-------- EXTRACTED ENTRIES
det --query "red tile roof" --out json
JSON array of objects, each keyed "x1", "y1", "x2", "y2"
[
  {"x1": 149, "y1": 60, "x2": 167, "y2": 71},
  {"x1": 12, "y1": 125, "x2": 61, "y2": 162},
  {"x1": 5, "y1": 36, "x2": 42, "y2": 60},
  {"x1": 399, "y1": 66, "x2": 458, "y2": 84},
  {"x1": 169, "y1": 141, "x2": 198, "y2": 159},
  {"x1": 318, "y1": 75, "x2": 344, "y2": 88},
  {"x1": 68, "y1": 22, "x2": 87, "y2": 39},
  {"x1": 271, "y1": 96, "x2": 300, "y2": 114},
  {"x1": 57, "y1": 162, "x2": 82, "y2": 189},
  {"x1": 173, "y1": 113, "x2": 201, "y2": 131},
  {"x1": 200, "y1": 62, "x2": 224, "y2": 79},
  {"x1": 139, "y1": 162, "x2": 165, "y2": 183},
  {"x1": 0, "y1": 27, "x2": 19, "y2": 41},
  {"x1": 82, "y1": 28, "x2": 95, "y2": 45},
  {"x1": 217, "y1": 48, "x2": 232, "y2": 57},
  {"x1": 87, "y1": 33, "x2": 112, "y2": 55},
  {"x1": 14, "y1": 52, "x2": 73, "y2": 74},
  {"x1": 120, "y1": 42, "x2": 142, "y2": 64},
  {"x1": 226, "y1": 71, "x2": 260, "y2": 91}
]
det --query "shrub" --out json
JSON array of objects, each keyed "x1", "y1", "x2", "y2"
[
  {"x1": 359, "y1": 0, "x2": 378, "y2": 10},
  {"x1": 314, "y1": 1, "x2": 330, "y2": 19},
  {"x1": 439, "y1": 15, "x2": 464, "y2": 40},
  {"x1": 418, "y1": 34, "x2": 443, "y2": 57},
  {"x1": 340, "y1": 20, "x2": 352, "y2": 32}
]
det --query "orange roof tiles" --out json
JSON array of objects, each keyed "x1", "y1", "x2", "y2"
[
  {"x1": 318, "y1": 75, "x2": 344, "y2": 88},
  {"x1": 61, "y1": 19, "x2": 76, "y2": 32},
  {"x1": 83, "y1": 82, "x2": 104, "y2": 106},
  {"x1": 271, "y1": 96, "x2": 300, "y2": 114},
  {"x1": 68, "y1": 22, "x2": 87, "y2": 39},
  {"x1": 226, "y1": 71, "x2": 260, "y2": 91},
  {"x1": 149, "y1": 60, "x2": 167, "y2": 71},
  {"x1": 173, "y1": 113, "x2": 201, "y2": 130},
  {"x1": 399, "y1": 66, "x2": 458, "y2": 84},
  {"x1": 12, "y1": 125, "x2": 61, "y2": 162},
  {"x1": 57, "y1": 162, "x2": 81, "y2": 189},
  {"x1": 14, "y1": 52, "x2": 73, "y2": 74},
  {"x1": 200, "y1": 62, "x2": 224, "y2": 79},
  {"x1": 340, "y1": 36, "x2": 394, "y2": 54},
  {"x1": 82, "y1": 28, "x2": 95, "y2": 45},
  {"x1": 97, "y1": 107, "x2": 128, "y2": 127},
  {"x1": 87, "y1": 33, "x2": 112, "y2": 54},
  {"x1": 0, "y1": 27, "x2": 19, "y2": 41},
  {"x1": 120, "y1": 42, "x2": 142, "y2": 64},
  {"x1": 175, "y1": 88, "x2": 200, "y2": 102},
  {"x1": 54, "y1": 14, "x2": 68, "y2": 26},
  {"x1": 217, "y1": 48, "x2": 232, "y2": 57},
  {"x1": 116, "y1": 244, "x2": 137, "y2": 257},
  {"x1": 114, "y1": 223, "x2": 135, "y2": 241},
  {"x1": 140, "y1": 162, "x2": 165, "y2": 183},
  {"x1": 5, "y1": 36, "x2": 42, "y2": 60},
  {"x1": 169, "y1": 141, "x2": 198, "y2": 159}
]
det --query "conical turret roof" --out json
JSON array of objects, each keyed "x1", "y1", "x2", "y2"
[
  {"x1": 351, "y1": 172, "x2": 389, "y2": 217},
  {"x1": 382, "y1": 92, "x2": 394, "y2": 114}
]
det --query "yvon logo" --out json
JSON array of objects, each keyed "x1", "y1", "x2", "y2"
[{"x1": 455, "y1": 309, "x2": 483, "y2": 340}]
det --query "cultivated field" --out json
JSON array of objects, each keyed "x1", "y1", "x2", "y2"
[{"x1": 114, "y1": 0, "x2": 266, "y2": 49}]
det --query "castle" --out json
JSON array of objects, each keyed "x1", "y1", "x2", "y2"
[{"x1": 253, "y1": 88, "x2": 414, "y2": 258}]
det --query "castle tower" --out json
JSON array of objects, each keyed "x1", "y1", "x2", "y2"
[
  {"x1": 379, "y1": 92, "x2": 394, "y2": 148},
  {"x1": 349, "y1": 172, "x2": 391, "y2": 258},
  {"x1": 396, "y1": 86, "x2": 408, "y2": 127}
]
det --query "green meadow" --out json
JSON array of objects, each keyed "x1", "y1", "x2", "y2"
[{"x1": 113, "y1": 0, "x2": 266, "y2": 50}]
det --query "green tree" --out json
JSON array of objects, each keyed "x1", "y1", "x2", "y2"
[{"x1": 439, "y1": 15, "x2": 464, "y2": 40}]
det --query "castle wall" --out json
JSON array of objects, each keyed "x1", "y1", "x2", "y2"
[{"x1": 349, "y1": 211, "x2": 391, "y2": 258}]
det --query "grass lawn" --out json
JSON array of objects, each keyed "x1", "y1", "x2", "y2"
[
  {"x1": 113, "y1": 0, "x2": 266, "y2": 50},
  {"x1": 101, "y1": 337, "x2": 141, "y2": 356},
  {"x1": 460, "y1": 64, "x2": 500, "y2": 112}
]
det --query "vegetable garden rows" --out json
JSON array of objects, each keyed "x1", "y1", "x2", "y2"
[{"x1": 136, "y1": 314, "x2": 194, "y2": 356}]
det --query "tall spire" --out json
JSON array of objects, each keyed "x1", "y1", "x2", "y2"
----------------
INSTRUCTION
Copy every line of the items that contains the word "castle", leaving out all other lines.

WORKED SOLUTION
det --query "castle" --out json
det --query "castle tower" --out json
det --query "castle wall" --out json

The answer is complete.